Reproduce word for word the portion of the article on liver activation by food cues that opens with "NOV 16, 2018" and closes with "understood until now.".

[TEXT SECTION Boundary: Start]

NOV 16, 2018 12:04 PM PST

Liver gets activated by just seeing and smelling food!

Smell, sight and even thinking about food makes us salivate. This salivary reflex prepares us for digestion, as we need the saliva to help in the mastication process. But, this might not be the only one that prepares ahead for the digestive processes. Other known physiological changes initiated by food sensory perception are an increase in heart rate and the release of digestive enzymes. These pre-food intake responses prime the body and allow for rapid metabolism of nutrients post intake and effective removal from the circulation later. However, the role of peripheral organs the mediate these processes is not very well understood until now.

Recent work done by researchers from Max Plank Institute, Germany shows that the liver also gets activated by sight and the smell of food in anticipation of the prerequisite metabolic changes required for food intake. Through various high throughput screening, the authors have found evidence that the food cues transiently activate hepatic signaling to prime the liver for the nutrient intake. The molecular pathway involved has been elucidated. The study is published in Cell on November 15th.

Post food intake, blood insulin, and nutrient level increases and this, in turn, activates the liver via mechanistic target of rapamycin (mTOR) pathway and the endoplasmic reticulum (ER) stress response pathways. Hepatic signaling pathways induce the ER adaptation to increase protein-folding capacity that is essential for metabolic activities.  A previous study published in a cell by researchers from Department of physiology at the University of California have identified the neuronal pathways associated with the sensory perception of food. A rapid feedback response was observed before food intake.

[TEXT SECTION Boundary: End]
[EXCERPTED DATA Boundary: Start]

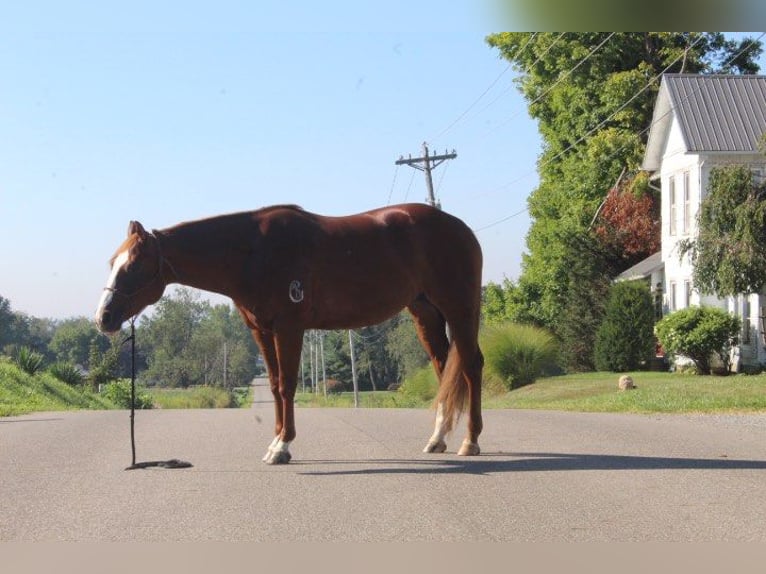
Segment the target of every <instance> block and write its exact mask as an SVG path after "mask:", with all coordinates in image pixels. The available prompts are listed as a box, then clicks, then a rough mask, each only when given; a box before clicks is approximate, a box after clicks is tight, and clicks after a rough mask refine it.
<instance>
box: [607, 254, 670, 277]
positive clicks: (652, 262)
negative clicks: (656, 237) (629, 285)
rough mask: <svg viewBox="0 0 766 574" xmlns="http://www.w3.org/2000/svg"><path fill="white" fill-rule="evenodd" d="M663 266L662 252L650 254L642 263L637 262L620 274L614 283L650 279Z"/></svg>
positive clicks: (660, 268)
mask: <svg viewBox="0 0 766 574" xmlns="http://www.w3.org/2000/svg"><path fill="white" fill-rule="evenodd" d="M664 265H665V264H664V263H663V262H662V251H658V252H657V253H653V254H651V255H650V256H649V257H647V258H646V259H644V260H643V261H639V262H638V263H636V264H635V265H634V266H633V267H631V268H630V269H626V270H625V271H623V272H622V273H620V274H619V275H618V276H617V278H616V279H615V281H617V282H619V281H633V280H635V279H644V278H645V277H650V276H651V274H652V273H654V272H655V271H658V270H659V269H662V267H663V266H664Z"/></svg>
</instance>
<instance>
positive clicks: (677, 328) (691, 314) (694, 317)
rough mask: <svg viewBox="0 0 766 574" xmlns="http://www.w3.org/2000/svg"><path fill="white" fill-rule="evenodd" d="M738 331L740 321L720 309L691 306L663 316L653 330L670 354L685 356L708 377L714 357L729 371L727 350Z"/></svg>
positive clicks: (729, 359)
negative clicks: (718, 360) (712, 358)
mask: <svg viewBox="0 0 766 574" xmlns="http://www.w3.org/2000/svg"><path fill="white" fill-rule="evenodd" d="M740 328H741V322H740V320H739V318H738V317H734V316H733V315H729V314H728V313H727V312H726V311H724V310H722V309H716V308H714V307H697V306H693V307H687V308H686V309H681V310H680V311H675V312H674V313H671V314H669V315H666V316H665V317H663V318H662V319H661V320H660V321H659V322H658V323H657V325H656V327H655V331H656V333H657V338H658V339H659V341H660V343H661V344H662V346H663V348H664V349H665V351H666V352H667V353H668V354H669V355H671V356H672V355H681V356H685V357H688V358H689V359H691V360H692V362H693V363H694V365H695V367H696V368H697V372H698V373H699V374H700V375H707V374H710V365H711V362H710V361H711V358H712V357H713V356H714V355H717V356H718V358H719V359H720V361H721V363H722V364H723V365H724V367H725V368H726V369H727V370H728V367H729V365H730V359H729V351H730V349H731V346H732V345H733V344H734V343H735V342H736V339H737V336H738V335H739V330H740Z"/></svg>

[EXCERPTED DATA Boundary: End]
[EXCERPTED DATA Boundary: Start]

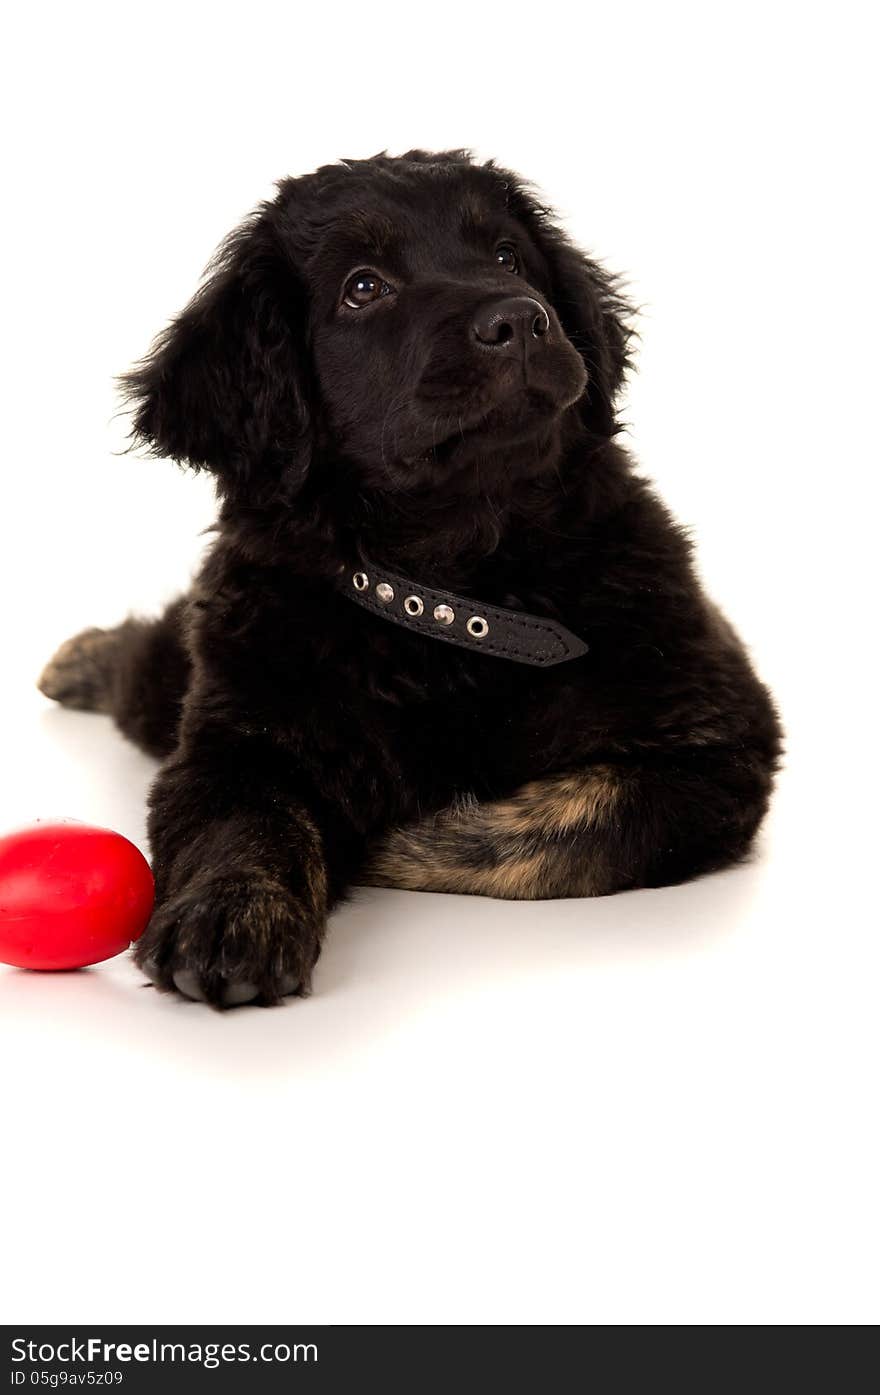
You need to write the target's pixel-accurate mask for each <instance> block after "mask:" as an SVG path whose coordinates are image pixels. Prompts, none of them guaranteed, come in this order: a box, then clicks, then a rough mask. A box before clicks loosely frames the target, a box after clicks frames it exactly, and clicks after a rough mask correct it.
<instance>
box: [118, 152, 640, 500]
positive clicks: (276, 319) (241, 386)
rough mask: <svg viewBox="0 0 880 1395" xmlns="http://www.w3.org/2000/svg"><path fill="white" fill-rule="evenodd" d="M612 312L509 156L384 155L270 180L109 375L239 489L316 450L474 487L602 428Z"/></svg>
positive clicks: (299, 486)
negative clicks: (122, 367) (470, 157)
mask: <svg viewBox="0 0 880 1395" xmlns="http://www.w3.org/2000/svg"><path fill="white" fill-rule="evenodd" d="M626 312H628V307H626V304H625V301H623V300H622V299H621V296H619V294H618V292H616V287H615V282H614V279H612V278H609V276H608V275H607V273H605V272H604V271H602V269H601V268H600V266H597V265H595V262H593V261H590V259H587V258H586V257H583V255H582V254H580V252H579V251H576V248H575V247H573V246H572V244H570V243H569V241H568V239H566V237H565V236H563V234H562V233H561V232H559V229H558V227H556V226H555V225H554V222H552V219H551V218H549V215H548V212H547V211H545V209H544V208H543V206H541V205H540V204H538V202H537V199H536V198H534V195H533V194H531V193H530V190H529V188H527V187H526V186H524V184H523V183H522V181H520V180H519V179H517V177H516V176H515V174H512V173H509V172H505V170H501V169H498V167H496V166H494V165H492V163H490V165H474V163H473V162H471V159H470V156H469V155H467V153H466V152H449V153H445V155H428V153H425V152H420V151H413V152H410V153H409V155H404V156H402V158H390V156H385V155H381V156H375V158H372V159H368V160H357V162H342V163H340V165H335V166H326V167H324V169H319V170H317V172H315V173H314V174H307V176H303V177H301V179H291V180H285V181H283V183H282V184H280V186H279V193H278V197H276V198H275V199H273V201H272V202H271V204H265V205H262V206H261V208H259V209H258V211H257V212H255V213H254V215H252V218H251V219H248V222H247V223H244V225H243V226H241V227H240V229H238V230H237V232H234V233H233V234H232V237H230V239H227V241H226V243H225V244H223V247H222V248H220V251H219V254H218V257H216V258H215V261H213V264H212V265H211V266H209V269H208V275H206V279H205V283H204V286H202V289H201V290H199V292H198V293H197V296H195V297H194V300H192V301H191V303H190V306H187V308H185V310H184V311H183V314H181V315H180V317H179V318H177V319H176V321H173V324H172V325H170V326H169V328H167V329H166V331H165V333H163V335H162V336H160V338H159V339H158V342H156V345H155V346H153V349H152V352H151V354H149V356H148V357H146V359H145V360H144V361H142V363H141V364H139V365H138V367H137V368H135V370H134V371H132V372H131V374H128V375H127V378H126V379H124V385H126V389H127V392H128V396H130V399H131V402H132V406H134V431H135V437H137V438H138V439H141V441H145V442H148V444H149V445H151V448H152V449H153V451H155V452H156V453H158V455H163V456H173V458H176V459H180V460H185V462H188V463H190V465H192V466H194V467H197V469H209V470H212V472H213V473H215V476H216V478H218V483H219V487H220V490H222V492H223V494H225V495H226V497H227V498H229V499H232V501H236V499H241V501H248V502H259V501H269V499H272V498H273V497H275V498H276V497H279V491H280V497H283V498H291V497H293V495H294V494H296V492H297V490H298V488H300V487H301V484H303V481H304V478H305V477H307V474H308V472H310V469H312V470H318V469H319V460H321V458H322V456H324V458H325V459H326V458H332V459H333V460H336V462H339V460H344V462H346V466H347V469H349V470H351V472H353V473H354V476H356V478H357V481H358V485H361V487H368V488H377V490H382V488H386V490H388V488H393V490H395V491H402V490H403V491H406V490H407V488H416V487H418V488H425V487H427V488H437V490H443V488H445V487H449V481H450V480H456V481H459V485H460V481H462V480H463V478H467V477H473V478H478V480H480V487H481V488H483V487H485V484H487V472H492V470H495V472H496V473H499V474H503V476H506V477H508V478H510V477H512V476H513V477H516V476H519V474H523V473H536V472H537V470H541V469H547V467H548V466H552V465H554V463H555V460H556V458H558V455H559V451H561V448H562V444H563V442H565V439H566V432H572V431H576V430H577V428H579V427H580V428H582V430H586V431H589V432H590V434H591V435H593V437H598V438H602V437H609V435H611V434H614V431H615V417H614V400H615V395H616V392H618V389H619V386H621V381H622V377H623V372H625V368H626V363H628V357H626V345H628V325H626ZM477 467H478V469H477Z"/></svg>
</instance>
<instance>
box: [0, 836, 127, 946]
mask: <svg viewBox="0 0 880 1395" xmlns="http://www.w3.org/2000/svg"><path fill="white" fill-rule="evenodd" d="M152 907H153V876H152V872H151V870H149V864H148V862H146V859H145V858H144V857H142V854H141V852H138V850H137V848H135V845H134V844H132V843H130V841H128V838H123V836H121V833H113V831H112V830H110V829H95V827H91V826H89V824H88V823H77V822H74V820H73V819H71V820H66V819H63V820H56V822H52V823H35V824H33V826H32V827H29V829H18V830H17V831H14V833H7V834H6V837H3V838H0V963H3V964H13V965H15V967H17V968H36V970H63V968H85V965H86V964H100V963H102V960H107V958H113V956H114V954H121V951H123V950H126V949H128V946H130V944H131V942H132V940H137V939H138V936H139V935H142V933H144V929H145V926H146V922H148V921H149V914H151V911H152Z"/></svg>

[EXCERPTED DATA Boundary: End]

§ ANSWER SECTION:
NOV 16, 2018 12:04 PM PST

Liver gets activated by just seeing and smelling food!

Smell, sight and even thinking about food makes us salivate. This salivary reflex prepares us for digestion, as we need the saliva to help in the mastication process. But, this might not be the only one that prepares ahead for the digestive processes. Other known physiological changes initiated by food sensory perception are an increase in heart rate and the release of digestive enzymes. These pre-food intake responses prime the body and allow for rapid metabolism of nutrients post intake and effective removal from the circulation later. However, the role of peripheral organs the mediate these processes is not very well understood until now.